I emphasise that this difference is not an mistake in experimental design in the current manuscript and I have no objections to the authors using a more cautious approach and identifying at most one wave as they do here - it is a perfectly valid choice. The WG2013 method has the advantage that it detects more smaller waves from the same data, but in particularly for HIRDLS can be negatively affected by a known fault with the instrument which will introduce a small height-varying population of nonexistent waves into the data (W2015) and hence would have to be treated cautiously for a study of this type. We had not identified this problem at the time of writing W2013a, but it shouldn't affect the results presented there too much as the effect is very small at the low altitudes that study focuses on, and even at high altitudes is only a few percent of the measured waves - i.e. I suspect that the differences between the current study and W2013a will be almost entirely methodological rather than due to this data issue.

[W2013a] Wright, Osprey and Gille, JGR 2013: 10.1002/jgrd.50869

[WG2013] Wright and Gille, GRL 2013: 10.1002/grl.50378

[W2015]  Wright, Osprey and Gille, ACP 2015: 10.5194/acp-15-8459-2015

[2] The methodological choice to normalise the distributions (L238-247) does make sense when the results are considered, but probably needs a little more justification. For QBO regions, where filtering varies strongly from year to year, the logic is clear and coherent, but I am less clear on the justification for doing so at extratropical latitudes (at least outside SSW periods). If this was a minor point I would be happy with the current presentation, but since this choice underpins most of the results presented I think it needs to be justified a bit more strongly.

• _Data section_

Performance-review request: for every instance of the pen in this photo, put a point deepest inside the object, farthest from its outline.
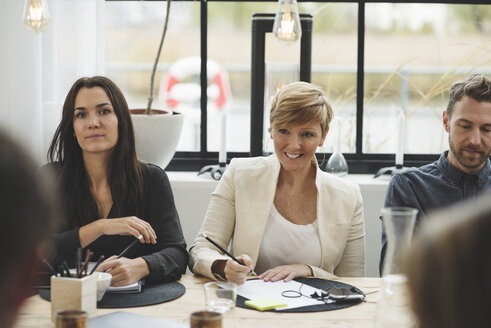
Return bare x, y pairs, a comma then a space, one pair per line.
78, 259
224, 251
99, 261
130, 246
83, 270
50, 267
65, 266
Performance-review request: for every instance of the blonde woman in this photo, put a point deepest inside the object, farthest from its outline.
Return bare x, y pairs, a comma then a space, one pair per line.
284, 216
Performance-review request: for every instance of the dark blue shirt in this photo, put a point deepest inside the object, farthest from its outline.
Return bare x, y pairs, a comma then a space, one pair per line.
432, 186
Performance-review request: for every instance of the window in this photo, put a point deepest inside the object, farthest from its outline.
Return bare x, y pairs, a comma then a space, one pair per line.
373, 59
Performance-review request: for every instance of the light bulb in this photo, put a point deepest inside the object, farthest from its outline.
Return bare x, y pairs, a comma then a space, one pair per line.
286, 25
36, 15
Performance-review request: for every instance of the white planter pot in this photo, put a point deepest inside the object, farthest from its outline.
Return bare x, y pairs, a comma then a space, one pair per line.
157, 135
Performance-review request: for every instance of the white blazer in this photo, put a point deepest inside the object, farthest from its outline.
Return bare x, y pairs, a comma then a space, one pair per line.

--

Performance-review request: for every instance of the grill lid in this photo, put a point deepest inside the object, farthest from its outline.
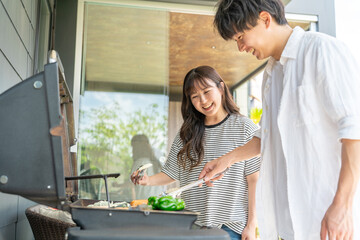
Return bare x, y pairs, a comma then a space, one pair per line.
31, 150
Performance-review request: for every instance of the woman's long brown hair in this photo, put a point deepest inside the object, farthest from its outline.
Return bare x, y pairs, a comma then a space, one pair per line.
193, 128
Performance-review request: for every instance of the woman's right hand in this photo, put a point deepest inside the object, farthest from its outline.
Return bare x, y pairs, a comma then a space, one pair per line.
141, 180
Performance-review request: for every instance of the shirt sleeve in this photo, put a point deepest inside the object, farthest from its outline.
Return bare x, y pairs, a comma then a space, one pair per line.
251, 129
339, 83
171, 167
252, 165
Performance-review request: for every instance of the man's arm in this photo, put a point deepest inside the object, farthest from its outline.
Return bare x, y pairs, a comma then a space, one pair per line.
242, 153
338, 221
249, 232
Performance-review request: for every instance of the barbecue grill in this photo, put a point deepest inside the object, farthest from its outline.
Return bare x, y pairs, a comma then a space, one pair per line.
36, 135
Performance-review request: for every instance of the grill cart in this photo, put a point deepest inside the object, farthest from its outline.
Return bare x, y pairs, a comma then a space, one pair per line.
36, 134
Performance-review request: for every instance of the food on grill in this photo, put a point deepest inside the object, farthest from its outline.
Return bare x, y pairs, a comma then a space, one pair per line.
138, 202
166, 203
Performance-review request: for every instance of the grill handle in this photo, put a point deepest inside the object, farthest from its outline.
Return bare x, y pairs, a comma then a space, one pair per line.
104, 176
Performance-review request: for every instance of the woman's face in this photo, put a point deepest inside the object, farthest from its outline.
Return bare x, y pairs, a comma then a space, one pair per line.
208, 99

• _What to do_
**a.** In the review text, what does the known fault with the HIRDLS instrument introduce into the data?
**b.** Repeat word for word the part of the review text that opens with the words containing "[2] The methodological" and closes with "bit more strongly.".
**c.** Condense the paragraph of the review text that begins "[2] The methodological choice to normalise" into a short bulleted list that keeps its main points.

• _Solution set_
**a.** It introduces a small height-varying population of nonexistent waves.

**b.**
[2] The methodological choice to normalise the distributions (L238-247) does make sense when the results are considered, but probably needs a little more justification. For QBO regions, where filtering varies strongly from year to year, the logic is clear and coherent, but I am less clear on the justification for doing so at extratropical latitudes (at least outside SSW periods). If this was a minor point I would be happy with the current presentation, but since this choice underpins most of the results presented I think it needs to be justified a bit more strongly.

**c.**
- Normalizing the distributions (L238-247) makes sense given the results but needs a little more justification.
- For QBO regions, where filtering varies strongly from year to year, the logic is clear and coherent.
- The justification is less clear for extratropical latitudes, at least outside SSW periods.
- Since this choice underpins most of the results presented, it should be justified more strongly.